**Supplied material:**
::::

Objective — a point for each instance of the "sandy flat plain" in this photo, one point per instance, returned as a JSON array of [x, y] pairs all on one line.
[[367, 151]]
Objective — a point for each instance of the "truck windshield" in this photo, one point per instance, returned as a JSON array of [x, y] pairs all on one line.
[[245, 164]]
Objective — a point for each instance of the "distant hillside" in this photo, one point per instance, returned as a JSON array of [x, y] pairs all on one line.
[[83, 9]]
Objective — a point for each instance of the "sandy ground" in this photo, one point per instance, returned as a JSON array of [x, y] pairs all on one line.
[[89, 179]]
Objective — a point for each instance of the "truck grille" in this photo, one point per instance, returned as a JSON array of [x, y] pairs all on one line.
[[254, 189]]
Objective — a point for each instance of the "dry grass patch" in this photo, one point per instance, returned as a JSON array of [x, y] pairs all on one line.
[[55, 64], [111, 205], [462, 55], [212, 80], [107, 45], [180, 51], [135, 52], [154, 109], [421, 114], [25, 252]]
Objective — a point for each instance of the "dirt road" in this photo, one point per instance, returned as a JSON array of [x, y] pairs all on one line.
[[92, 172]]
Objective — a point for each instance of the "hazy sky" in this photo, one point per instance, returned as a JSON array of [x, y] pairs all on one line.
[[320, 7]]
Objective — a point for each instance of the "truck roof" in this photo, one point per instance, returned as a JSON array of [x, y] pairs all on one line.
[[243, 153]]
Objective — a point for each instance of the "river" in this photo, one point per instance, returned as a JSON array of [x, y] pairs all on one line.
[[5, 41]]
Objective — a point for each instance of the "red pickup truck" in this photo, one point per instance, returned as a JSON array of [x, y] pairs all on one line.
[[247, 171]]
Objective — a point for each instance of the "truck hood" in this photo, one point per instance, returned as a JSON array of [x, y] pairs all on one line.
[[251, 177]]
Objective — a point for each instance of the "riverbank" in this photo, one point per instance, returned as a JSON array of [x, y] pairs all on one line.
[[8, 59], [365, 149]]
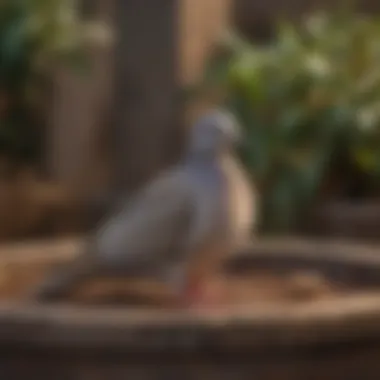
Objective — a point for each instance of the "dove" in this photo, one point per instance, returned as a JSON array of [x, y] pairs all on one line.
[[180, 226]]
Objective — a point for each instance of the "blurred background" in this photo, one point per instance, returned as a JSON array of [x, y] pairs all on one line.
[[96, 96]]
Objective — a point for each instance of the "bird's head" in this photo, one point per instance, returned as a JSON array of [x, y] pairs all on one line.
[[214, 132]]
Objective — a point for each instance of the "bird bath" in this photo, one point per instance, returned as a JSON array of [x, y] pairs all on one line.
[[276, 324]]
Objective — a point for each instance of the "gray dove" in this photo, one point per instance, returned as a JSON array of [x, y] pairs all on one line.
[[181, 226]]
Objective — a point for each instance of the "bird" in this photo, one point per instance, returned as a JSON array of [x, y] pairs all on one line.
[[181, 226]]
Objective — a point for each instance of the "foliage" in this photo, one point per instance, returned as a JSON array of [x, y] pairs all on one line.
[[35, 35], [310, 105]]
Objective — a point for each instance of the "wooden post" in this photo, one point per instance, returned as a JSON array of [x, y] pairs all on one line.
[[146, 131]]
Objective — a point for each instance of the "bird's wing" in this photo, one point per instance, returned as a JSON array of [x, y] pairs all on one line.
[[148, 227]]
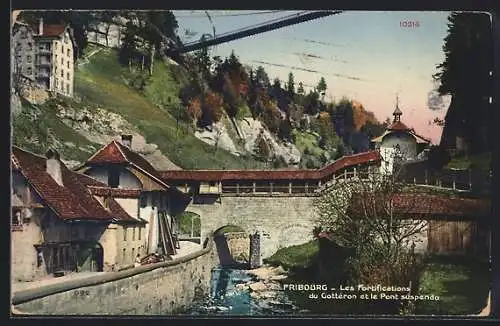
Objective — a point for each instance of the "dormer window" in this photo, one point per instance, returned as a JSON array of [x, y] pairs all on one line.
[[113, 177]]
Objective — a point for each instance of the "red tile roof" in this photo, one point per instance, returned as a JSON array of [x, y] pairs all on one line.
[[51, 30], [116, 153], [398, 126], [419, 204], [115, 192], [219, 175], [73, 200]]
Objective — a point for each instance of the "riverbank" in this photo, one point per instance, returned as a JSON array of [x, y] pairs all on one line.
[[163, 288]]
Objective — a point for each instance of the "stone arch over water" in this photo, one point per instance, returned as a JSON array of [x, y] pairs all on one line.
[[232, 242]]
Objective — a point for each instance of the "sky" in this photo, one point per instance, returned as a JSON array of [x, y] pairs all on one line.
[[366, 56]]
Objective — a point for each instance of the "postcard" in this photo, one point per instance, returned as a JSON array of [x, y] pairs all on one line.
[[251, 163]]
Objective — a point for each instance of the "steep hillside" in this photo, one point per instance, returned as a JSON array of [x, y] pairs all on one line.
[[107, 104], [102, 81]]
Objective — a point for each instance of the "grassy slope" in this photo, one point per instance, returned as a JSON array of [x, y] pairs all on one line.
[[104, 82], [37, 136], [462, 285]]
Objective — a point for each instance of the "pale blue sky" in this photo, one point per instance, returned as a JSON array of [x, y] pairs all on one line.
[[372, 46]]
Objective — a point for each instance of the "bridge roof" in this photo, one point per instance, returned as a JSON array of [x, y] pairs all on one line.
[[219, 175], [425, 204]]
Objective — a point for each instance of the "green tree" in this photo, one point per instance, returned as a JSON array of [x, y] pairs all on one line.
[[466, 75], [300, 89], [261, 78], [321, 88], [290, 85], [262, 149]]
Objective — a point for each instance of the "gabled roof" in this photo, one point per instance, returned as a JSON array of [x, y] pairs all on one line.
[[398, 126], [219, 175], [117, 153], [50, 30], [73, 200], [413, 204]]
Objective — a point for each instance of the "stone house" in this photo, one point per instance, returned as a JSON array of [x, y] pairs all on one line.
[[43, 54], [434, 223], [149, 197], [64, 221]]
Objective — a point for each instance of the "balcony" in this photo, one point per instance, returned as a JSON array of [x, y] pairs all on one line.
[[45, 63]]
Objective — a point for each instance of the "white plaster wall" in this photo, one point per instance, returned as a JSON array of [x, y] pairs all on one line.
[[127, 179], [23, 253], [407, 145]]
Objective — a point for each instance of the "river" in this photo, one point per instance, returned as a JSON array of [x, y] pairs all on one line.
[[229, 296]]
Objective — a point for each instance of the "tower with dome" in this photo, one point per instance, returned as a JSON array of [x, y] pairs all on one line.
[[398, 143]]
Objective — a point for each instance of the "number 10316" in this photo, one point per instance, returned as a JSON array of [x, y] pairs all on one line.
[[409, 23]]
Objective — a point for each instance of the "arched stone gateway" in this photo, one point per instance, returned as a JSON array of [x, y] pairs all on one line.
[[280, 221], [295, 234], [233, 246]]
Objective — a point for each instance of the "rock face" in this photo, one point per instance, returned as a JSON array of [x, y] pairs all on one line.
[[242, 140], [101, 126]]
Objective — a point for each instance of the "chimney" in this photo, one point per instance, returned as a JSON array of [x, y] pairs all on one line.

::::

**Instructions for the task:** The reply should hold every line of the records unchanged and no pictures.

**Task answer:**
Objective — a point for each instance of the "sandy flat plain" in this photo, one point per instance, returned as a JSON array of [x, y] pairs all on one line.
[[367, 151]]
Objective — a point for each instance of the "truck windshield" in this photo, one point per instance, returned as a JSON array of [x, y] pairs all on one line.
[[245, 164]]
Objective — a point for each instance of the "distant hillside" in this photo, one point per instance, returned as a JSON array of [x, y] pairs all on one line.
[[83, 9]]
Objective — a point for each instance of the "sandy ground" in this photo, one point per instance, returned as a JSON array of [x, y] pairs all on one line.
[[89, 179]]
Objective — a point for each instance of the "truck grille" in this photo, one point per instance, returned as a JSON array of [x, y] pairs all on one line.
[[254, 189]]
Objective — a point for each instance of the "dry grass patch" in this photo, one point per instance, returned as a JSON array of [x, y] pairs all on one line.
[[55, 64], [111, 205], [462, 55], [212, 80], [107, 45], [180, 51], [135, 52], [154, 109], [421, 114], [25, 252]]
Objective — a point for each instance of the "dirt road" in this photo, one point per instance, returned as a JSON array of [x, y] pairs all on one line.
[[92, 172]]
Objective — a point for each instance of the "hazy sky" in this photo, one point per instance, returned as a JSON array of [x, y] pairs all on one line.
[[320, 7]]
Objective — a point for each instance of the "truck roof" in this photo, one point per instance, returned as a JSON array of [x, y] pairs all on one line.
[[243, 153]]
Objective — a point for each instance of the "river" in this photo, one point per instance, returned as a JSON array of [x, y] pairs all on one line.
[[5, 41]]
Objective — a point for each instance of the "red pickup truck" in this photo, one point per instance, returned as a JSON array of [x, y] pairs all on one line.
[[247, 171]]
Objective — a point for each instance of the "truck hood" in this photo, one point per instance, returned as a JSON array of [x, y] pairs all on one line.
[[251, 177]]
Objective — a point for each instance of the "riverbank" in this photo, one point per instance, returned as a JSON array of [x, y] pairs all on one line.
[[8, 59], [365, 149]]
Objective — a point for each instance of the "dove" in this photo, one point per instance, returned as a JSON array of [x, y] pairs all on one line.
[[180, 226]]
Objective — a point for each instance of the "blurred background" in this photo, one point per instance, returned as a JSON array of [x, y] pairs all on one line.
[[96, 96]]
Objective — a point for each instance of the "bird's head" in this photo, one point per instance, returned as a JSON array of [x, y] pairs all on one line.
[[214, 132]]
Objective — a point for each instance of the "bird bath" in this photo, one point per instance, returned as a JSON array of [x, y] pairs all on one line.
[[276, 324]]
Objective — a point for each instance of the "gray dove" in this photo, one point per instance, returned as a JSON array of [x, y] pairs all on one line.
[[181, 226]]
Objective — a point for each instance of the "bird" in this photo, one point per instance, returned as a JSON array of [x, y] pairs all on one line.
[[181, 226]]
Objective — a point for each instance of the "foliage" in this photo, one point per instance, returned as a JSON array of [x, y] pairs all on one line.
[[35, 35], [310, 105]]
Objective — a point for each instance of the "wooden post" in this photo, one point per instance, returned as a JSON array of [x, y] pairs all on one line.
[[146, 131]]
Objective — a point for each instance of the "bird's wing" in this photo, one point per instance, returned as a JSON array of [x, y] pairs all on one line.
[[148, 227]]
Objective — a point for each instance of the "dormer window" in this photo, one point per instance, returned as a JSON array of [x, y] pairs all on one line.
[[113, 177]]
Objective — a point for each instance of the "red tile roof" in this photo, one point per instance, returned as a JSON array of [x, y] pairs all on one line.
[[51, 30], [116, 153], [398, 126], [419, 204], [115, 192], [219, 175], [73, 200]]
Objective — a point for each instance of the "riverbank" in this photo, one point per instance, returned as a JSON array of [x, y] pairs all on one line.
[[163, 288]]
Objective — a point for each instance of the "stone arch over water" in this photo, one point per instance, returned as a JSON array of [x, y] pairs all on one line.
[[232, 242]]
Objective — a point for each instance of the "sky" in this photo, one point per instance, returned as a JSON array of [x, y] pairs all on one line.
[[366, 56]]
Objective — a point for each instance of the "postcard" in this photo, one point per instance, returned as a JSON array of [x, y] pairs all on one line.
[[251, 163]]
Objective — a point for each instance of the "steep hillside" in this photo, one point per instance, returned as a JSON array of [x, y] pairs all on one line.
[[107, 104], [102, 81]]
Objective — a point for each instance of the "grassy slope" in this photo, one point per instance, returned as a JSON array of [x, y] pairs all on one line.
[[104, 82], [37, 136], [462, 285]]
Objective — a point for each instance of the "pale blue sky" in this photo, one point per instance, returned as a JSON array of [x, y] pairs all on one line.
[[372, 46]]
Objective — a point for each instance of the "bridge roof" in this photo, one point per instance, returned as a JSON array of [x, y] pairs all on one line.
[[219, 175], [425, 204]]
Objective — a point for each instance of the "green tree" in this photo, one point per instance, returned as a JSON array of [x, y] pairs all on one line.
[[466, 75], [300, 89], [261, 78], [321, 88], [290, 85], [262, 149]]
Objective — a point for each instance of the "gabled roof" in this photo, one point per instance, returned as a JSON array of [x, y] pairs all on one line.
[[398, 126], [219, 175], [117, 153], [50, 30], [73, 200], [413, 204]]
Objective — a point for each instance of the "stone house" in this photo, one point per instance, returned as a JSON array of [x, y] pairs all on one line.
[[43, 54], [434, 223], [149, 197], [64, 221]]
Objective — a point for each instance of the "balcony" in this photo, one point per instance, returned as a JSON array of [x, y] pairs all on one line.
[[45, 63]]
Objective — a point for each instance of the "white plaster wall" in this photo, one point per instance, returned as a JSON array of [x, y] pairs all on one line.
[[127, 179], [23, 253], [407, 145]]
Objective — a point for each instance of the "river" in this photo, one point per instance, returned as a JSON array of [x, y] pairs all on one line.
[[229, 296]]
Objective — a point for each instance of the "tower with dome" in this photo, one point per instance, returned as a JSON array of [x, y] pairs all on one line.
[[398, 143]]
Objective — a point for each instance of the "number 10316" in this photo, one point per instance, returned as a JSON array of [x, y] pairs all on one line.
[[409, 23]]
Objective — a point for each instance of the "arched stone gateway" in this photo, one point per instance, returned as a JSON array of [x, y] pairs all on one line.
[[280, 221], [295, 234], [233, 246]]
Objective — a point for each instance of the "rock face" in this photo, one point per instance, returned as a JSON array of [x, y] pairs all on one line.
[[242, 140], [101, 126]]
Objective — a point for each instance of the "chimney" in this photo, one point per instance, returned as a JSON array of [x, y] pairs all on one line.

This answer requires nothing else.